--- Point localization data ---
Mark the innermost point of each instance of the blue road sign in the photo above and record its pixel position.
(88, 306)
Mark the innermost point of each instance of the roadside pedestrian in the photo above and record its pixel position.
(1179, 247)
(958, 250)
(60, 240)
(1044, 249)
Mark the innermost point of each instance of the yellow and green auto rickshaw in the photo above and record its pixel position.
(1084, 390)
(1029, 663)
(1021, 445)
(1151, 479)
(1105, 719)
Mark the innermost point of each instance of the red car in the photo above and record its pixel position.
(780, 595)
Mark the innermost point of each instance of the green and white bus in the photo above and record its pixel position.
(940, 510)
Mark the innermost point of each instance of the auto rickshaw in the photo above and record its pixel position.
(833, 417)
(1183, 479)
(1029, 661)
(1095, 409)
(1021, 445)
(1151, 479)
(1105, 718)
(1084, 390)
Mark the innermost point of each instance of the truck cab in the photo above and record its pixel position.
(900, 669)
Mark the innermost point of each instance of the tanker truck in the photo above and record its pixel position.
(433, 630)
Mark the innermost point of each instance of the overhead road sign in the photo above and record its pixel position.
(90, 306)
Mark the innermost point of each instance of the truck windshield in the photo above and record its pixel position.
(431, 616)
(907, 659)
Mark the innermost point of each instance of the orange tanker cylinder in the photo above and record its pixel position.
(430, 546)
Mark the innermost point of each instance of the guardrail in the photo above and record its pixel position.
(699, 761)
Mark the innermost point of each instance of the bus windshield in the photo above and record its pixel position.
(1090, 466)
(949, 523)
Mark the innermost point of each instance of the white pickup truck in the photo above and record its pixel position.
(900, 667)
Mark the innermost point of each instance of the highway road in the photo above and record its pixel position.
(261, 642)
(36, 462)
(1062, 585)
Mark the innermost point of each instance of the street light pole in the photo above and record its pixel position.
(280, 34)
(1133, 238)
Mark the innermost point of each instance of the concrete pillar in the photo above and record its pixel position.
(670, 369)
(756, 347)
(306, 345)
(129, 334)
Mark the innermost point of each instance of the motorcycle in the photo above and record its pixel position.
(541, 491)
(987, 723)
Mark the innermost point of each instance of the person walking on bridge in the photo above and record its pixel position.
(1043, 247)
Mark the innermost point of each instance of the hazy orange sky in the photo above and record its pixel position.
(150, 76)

--- Aim of the task ---
Every entry should be restated word for word.

--- Result for this task ---
Mark the innermost point of each instance of the blue road sign in the photo above and record its pixel position.
(88, 306)
Mark the innermost point of each instance of the roadside pedestrian in the photo above and record its pixel position.
(1179, 247)
(958, 250)
(60, 240)
(1044, 249)
Mark the innermost point of each instance of the yellow and green auto rickshaw in the photo above and record its pixel position.
(1084, 390)
(1029, 663)
(1021, 445)
(1151, 479)
(1105, 719)
Mark the innermost point of each instance of the red car in the photo above and record its pixel position.
(780, 595)
Mark the innermost point of each instance of the green and white bus in the photo above and record its pixel position.
(940, 510)
Mark the innermost point of each instance of the auto rickshaw in the photo above and record its pixel position.
(833, 417)
(1183, 479)
(1029, 661)
(1095, 409)
(1021, 445)
(1151, 479)
(1105, 718)
(1084, 390)
Mark the innermost point of each instance of the truck cab in the photo above and record its pixel position.
(900, 669)
Mark the innermost point of each instance of the tanker truck in the photo above and record its pixel position.
(433, 630)
Mark the innermost point of each instance of the overhead road sign in the photo above and record its pixel position.
(90, 306)
Mark the innermost point of each instance of the truck windshield in the photo above and record its pixel position.
(431, 616)
(907, 659)
Mark the innermost point of each instance of the orange tanker cylinder in the photo above and record its pixel position.
(430, 546)
Mark the innermost point of each instance of the guardrail in the photo above and record its pixel position.
(699, 761)
Mark the innermost point of each instance of the bus windshield in the photo above and record its pixel position.
(1090, 466)
(949, 523)
Mark the innermost point of each instance of the white pickup truck in the photo above and record its pixel position.
(900, 667)
Mark the innermost point of each instance of the highway road in the photo above and record its pixel position.
(261, 642)
(36, 462)
(1062, 585)
Mark the innermost point of each instance of the street light pole in the photo above and record its pixel position.
(280, 34)
(1133, 238)
Mark the innermost point of each instance of the concrete pillar in the photo above and record its pixel position.
(670, 369)
(756, 347)
(306, 345)
(129, 334)
Mark the innermost point of each instance of the motorcycle in the photo above and record its pixel position.
(541, 491)
(987, 723)
Mark the innermost point of each instance of the person walking on bridge in the photo above and record its pixel position.
(1043, 247)
Mark the innermost point of each instance of the hazy orange sky in the photo above and record its pixel position.
(150, 76)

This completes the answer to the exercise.